Task directions> Copy out the rows from the line containing "the white picket" through the line containing "point(487, 220)", replacing "carport" with "garage" everywhere in that stretch and leaving everything else unchanged.
— Start Records provided —
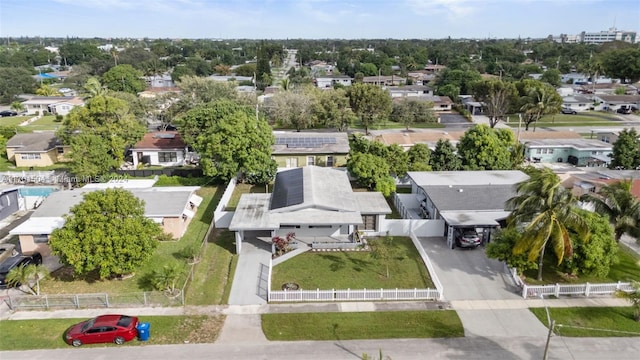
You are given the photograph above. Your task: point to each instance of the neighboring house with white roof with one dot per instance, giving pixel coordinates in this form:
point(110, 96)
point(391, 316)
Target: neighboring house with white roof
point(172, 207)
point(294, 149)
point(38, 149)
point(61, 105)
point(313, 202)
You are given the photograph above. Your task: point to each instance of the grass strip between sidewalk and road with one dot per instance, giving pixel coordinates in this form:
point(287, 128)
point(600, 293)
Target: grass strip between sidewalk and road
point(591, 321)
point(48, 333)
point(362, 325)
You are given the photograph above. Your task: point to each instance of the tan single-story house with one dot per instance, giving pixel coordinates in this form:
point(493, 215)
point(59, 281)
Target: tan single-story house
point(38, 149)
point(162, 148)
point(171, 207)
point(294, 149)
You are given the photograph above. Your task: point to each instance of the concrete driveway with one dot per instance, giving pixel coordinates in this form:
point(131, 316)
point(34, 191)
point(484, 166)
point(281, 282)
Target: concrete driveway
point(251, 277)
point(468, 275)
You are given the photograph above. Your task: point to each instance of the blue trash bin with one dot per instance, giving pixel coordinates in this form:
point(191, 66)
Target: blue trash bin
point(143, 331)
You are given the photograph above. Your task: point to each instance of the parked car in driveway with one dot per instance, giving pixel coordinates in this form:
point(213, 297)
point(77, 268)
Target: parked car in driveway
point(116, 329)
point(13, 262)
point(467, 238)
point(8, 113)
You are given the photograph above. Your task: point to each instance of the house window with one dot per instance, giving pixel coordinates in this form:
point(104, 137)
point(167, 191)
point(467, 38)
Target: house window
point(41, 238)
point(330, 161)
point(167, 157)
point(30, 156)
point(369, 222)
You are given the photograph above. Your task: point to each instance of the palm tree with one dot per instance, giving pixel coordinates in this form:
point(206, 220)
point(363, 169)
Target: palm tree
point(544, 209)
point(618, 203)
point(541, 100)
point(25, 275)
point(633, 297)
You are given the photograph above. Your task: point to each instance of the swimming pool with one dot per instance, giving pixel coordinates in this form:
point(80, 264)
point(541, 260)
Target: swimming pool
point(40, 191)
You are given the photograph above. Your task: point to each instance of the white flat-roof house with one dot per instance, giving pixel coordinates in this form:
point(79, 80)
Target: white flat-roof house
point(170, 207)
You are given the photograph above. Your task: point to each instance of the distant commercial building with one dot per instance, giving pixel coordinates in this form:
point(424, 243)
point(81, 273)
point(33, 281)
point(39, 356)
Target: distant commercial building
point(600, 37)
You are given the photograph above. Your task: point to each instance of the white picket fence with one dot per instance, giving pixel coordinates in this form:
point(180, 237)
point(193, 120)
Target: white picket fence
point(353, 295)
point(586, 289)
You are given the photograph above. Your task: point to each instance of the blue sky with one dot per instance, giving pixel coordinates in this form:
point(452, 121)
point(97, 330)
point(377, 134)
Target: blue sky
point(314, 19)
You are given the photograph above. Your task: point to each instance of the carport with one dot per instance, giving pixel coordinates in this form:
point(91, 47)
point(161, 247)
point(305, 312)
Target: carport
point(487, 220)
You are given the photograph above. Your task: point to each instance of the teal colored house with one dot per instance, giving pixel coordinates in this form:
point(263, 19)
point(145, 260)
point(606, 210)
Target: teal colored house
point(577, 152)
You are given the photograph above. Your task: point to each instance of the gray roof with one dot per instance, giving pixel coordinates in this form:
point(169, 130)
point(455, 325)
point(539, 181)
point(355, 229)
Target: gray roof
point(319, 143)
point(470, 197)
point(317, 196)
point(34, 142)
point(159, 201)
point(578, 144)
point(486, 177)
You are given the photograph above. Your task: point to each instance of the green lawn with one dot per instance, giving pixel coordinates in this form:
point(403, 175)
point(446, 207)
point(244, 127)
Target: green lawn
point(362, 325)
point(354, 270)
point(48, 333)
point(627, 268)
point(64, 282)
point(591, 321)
— End Records provided —
— Start Records provided —
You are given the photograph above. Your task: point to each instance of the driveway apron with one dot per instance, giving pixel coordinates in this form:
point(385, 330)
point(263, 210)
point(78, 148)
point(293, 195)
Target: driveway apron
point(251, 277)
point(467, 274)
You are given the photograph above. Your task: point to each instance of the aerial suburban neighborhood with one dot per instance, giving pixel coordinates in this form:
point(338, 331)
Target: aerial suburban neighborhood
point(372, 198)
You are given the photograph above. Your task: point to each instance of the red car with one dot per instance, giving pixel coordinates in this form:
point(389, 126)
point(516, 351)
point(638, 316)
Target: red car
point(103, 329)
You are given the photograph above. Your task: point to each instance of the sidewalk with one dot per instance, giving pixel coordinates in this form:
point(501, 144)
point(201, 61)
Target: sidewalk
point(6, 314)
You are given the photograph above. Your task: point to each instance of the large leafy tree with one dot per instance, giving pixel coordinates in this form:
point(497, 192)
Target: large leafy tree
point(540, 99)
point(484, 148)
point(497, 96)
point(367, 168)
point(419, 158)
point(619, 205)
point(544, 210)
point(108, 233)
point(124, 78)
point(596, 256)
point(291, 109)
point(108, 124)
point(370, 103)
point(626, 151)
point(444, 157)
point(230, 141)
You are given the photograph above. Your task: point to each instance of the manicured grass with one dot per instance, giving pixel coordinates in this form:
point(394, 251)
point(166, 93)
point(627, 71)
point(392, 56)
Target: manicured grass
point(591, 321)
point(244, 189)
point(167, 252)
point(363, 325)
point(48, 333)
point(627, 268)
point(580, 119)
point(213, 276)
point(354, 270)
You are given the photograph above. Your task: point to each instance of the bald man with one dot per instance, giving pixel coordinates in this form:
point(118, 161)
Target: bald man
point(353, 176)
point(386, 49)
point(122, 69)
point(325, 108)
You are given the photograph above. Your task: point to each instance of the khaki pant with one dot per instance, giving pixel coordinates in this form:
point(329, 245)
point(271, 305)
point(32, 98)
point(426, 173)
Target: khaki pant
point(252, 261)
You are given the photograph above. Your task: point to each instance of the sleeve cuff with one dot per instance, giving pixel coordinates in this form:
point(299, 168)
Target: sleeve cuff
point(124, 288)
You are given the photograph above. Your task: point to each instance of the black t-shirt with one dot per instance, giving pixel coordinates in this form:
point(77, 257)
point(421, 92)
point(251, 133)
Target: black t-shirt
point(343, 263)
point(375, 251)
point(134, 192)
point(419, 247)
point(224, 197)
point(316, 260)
— End Records provided —
— Start Records provided —
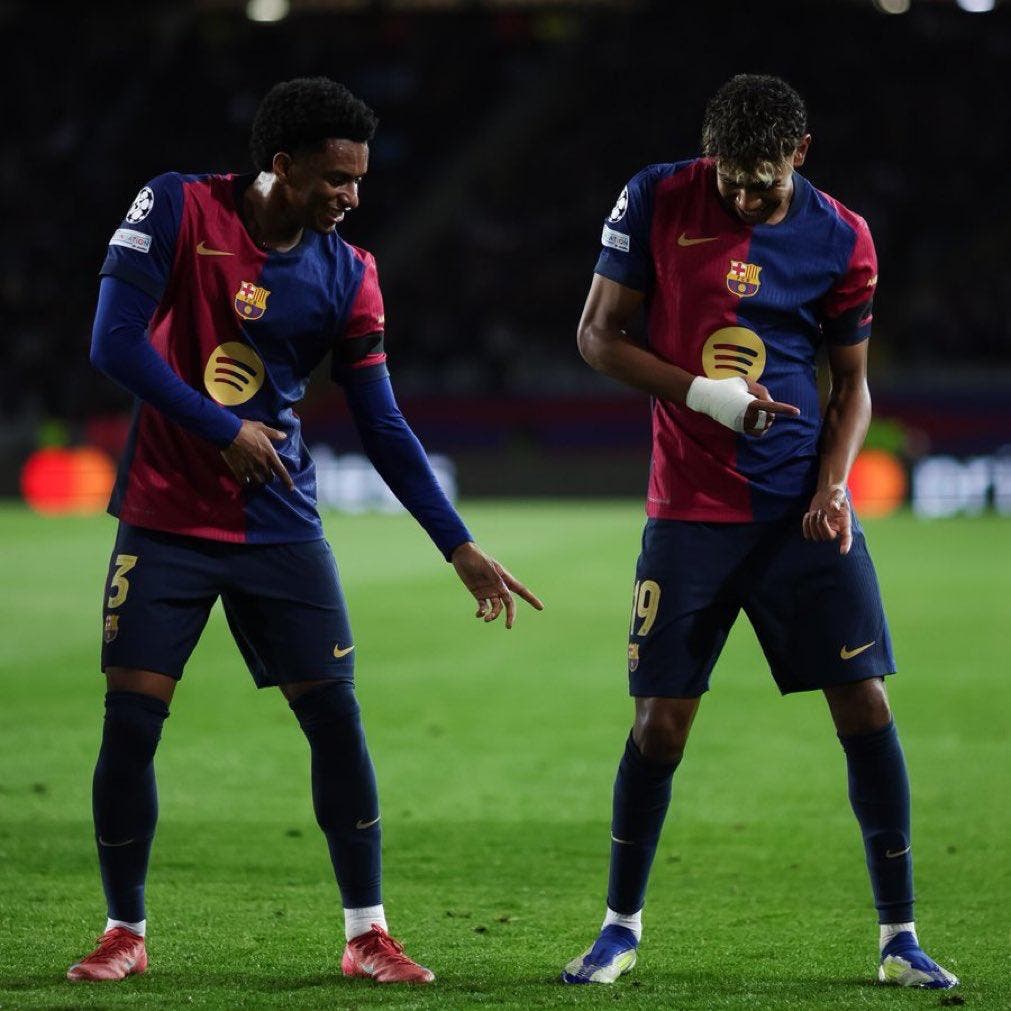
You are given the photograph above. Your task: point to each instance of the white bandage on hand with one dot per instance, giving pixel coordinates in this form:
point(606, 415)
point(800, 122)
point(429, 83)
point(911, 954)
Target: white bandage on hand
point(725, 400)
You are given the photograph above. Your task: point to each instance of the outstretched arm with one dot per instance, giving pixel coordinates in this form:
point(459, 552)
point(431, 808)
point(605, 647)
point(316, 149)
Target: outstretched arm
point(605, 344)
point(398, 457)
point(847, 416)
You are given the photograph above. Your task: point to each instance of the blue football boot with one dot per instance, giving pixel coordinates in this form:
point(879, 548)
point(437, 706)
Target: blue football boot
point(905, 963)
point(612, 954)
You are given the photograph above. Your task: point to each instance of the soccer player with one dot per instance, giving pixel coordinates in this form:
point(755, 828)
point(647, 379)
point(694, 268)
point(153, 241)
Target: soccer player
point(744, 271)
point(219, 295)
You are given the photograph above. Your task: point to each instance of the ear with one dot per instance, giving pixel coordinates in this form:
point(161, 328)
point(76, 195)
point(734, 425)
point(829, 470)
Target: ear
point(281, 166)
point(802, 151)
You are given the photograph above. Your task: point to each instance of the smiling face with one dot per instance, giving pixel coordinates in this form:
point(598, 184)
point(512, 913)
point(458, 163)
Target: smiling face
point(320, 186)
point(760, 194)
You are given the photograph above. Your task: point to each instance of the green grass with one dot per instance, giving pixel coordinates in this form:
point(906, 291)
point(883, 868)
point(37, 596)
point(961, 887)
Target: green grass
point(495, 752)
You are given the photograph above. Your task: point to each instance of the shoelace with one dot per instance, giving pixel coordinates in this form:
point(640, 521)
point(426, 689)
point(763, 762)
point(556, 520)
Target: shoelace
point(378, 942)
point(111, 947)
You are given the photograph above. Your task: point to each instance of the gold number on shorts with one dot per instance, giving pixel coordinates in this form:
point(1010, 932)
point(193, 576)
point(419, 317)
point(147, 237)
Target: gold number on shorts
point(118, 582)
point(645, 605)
— End Records provided —
Result of this task>
You are given the photograph above. Your task: point to each instance of the white picket fence with one dot per instance, giving pixel coordinates in this form:
point(180, 237)
point(193, 120)
Target: white picket fence
point(353, 295)
point(586, 289)
You are given the photograph above. Your task: point to each instance of the blue sky with one dot per instance, giving pixel coordinates in this form:
point(452, 121)
point(97, 330)
point(377, 134)
Target: blue sky
point(314, 19)
You are given the photograph above. Your task: point to each instance of the garage with one dot per instance, giving pixel coordinates in this form:
point(91, 47)
point(161, 247)
point(305, 312)
Target: garage
point(487, 220)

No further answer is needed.